■ REQUIRED WORK
A – In the biodynamics talk, list everything the speaker says you will find when returning to the vineyard six months after February or early March.
B – Set down the stretch of the biodynamics talk from "Nicolas Joly on" through "leaves, flowers, grapes.", word for word.

■ SUPPLIED PASSAGE
Nicolas Joly on biodynamics
At the first ‘natural wine’ fair held in London in May 2011, Nicolas Joly of La Coulée de Serrant in the Loire, gave a seminar about biodynamics. This is much of what he said:
“Scientists will tell you this is all rubbish, it has not been proved, but when you reach the level of taste, of smell, something which is not tangible, proof has no real meaning.
“Why does biodynamics play its part in the quality of wine? I start with taking an example: if you were in the vineyard in February, or the beginning of March, in the northern hemisphere, you will see nothing – pruned vines, small sticks with tiny buds. If you return to the same spot six months later, you have branches, leaves, flowers, grapes.
“In six months several tonnes of matter per hectare have appeared. If you take away water from that matter – to get dry matter – 94% of that dry matter comes from photosynthesis. This is a very important key to understand biodynamics. Photosynthesis converts the sun’s forces into matter. 94% of dry matter every year comes from photosynthesis.
“From spring to [autumn] a vine, a plant, is incarnating forces of something intangible, call it wavelengths or frequencies, into matter. Non-matter becomes matter. This is the key to biodynamics.
“When you say to people we use 10g, at most 100g, per hectare of biodynamic preparations, scientists say this rubbish. They say it cannot work, because this person has been trained in the physical way.
“The main part of a plant is to take something intangible and to contract it into something tangible. The biodynamic preparations have to be viewed as catalysts.
“I describe biodynamics as being a better acoustic. [Imagine] a man with a splendid voice singing in subway [versus] singing in beautiful old church.
“So we help vines to catch a little deeper these forces which will become, in the end, taste and smell, structure and complexity in your glass. All this is intangible work, in the same way that if you see a beautiful painting, would you give it a score [out of twenty]? You cannot come up with measure for something that belongs to a non-physical world.
“So, with biodynamics, we try to help the soil to feed the root, and to help light and heat to feed the leaves. To help photosynthesis and help the work of the roots.
“You need to understand the forces to understand biodynamics. Gravity, which means contraction, are the forces that go to the centre of the earth. The opposite forces – sun attraction – are the ‘levitation forces’. Some biodynamic preparations work up, others work downward, some are in the middle.

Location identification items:

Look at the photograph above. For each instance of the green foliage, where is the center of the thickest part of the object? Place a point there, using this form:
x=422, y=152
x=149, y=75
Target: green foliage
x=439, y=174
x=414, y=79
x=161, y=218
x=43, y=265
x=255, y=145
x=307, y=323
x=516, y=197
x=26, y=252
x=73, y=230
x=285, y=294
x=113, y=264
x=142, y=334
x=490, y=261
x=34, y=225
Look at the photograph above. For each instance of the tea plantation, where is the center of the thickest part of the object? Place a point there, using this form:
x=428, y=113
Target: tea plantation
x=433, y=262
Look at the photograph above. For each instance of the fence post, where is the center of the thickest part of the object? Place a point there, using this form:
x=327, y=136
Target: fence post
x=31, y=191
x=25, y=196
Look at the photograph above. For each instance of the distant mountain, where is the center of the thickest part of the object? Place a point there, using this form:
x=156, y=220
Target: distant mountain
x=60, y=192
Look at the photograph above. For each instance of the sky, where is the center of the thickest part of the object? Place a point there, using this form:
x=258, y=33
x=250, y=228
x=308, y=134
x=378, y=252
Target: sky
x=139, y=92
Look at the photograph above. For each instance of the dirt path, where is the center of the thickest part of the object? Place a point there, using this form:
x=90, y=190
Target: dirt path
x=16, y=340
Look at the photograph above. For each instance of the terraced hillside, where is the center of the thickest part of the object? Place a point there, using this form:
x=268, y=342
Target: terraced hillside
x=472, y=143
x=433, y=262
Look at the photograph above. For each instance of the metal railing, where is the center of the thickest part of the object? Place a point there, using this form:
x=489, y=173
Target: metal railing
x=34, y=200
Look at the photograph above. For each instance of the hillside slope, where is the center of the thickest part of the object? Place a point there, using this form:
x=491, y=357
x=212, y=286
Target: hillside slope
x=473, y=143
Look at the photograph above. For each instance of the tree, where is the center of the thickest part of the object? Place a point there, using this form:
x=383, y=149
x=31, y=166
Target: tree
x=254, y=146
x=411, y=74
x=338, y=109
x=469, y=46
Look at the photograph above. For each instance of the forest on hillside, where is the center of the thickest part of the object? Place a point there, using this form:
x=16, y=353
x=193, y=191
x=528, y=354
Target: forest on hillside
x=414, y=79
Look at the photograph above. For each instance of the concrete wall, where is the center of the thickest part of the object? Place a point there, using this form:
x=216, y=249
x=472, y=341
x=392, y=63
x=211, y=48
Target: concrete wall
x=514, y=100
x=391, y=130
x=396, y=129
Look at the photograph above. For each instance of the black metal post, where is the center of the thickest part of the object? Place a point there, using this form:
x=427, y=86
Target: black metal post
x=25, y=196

■ FULL SOLUTIONS
A – branches, leaves, flowers, grapes

B –
Nicolas Joly on biodynamics
At the first ‘natural wine’ fair held in London in May 2011, Nicolas Joly of La Coulée de Serrant in the Loire, gave a seminar about biodynamics. This is much of what he said:
“Scientists will tell you this is all rubbish, it has not been proved, but when you reach the level of taste, of smell, something which is not tangible, proof has no real meaning.
“Why does biodynamics play its part in the quality of wine? I start with taking an example: if you were in the vineyard in February, or the beginning of March, in the northern hemisphere, you will see nothing – pruned vines, small sticks with tiny buds. If you return to the same spot six months later, you have branches, leaves, flowers, grapes.